> [Directions] When you reach the line with "Target: tiled mosaic roof" in the data below, begin printing lines exactly, and stop once the line with "Target: red flowering bush" has been printed.

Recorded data
◇ ◇ ◇ ◇ ◇

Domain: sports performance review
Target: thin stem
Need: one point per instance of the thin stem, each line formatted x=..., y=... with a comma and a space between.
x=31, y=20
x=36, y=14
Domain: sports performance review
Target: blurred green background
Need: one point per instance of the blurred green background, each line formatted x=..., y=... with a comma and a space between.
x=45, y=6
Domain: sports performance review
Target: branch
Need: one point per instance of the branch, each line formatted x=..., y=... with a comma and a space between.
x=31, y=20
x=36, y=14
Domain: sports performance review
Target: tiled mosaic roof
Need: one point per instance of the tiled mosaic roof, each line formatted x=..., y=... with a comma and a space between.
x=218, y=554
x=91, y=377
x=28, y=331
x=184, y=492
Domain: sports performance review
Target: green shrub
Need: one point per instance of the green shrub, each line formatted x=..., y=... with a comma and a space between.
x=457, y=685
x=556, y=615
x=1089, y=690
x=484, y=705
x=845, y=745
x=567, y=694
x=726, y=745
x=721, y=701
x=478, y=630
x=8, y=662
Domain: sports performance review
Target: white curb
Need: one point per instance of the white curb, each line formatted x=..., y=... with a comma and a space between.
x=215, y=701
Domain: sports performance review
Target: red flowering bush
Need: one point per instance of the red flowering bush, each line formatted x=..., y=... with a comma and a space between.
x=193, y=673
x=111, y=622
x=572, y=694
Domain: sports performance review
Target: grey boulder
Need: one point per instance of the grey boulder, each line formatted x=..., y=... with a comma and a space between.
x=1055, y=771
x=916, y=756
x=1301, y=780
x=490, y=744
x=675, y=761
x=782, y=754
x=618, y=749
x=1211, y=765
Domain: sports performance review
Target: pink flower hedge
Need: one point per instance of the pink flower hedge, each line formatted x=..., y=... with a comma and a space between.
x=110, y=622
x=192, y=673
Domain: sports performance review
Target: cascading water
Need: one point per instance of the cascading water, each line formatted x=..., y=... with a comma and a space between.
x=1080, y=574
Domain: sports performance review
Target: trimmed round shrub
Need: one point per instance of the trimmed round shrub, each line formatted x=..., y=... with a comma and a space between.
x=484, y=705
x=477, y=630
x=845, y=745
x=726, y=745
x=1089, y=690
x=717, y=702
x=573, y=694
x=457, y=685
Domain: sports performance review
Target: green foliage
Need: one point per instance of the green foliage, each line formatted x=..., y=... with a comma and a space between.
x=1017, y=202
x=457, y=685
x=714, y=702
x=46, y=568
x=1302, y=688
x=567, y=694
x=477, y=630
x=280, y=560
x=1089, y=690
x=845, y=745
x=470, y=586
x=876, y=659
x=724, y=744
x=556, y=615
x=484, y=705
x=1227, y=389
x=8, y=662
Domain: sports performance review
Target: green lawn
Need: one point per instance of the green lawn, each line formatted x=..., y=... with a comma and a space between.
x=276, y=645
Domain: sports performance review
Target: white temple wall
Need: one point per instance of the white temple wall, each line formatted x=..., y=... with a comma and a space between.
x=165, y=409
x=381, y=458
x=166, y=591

◇ ◇ ◇ ◇ ◇

> [Task answer]
Target: tiled mosaic roof
Need: one point per instance of the tiled mosaic roof, each line formatted x=..., y=... with a comma and a space between.
x=218, y=554
x=91, y=377
x=28, y=331
x=184, y=492
Domain: sports performance review
Target: green shrub
Need: one point per instance of the green shrub, each line formatted x=..., y=... with a comma and a space between.
x=457, y=685
x=556, y=615
x=1089, y=690
x=484, y=705
x=845, y=745
x=567, y=694
x=726, y=745
x=721, y=701
x=478, y=630
x=8, y=662
Domain: sports performance review
Target: white curb
Need: one point per instance of the white curb, each line formatted x=..., y=... with a comma and a space between.
x=215, y=701
Domain: sports performance review
Target: red flowering bush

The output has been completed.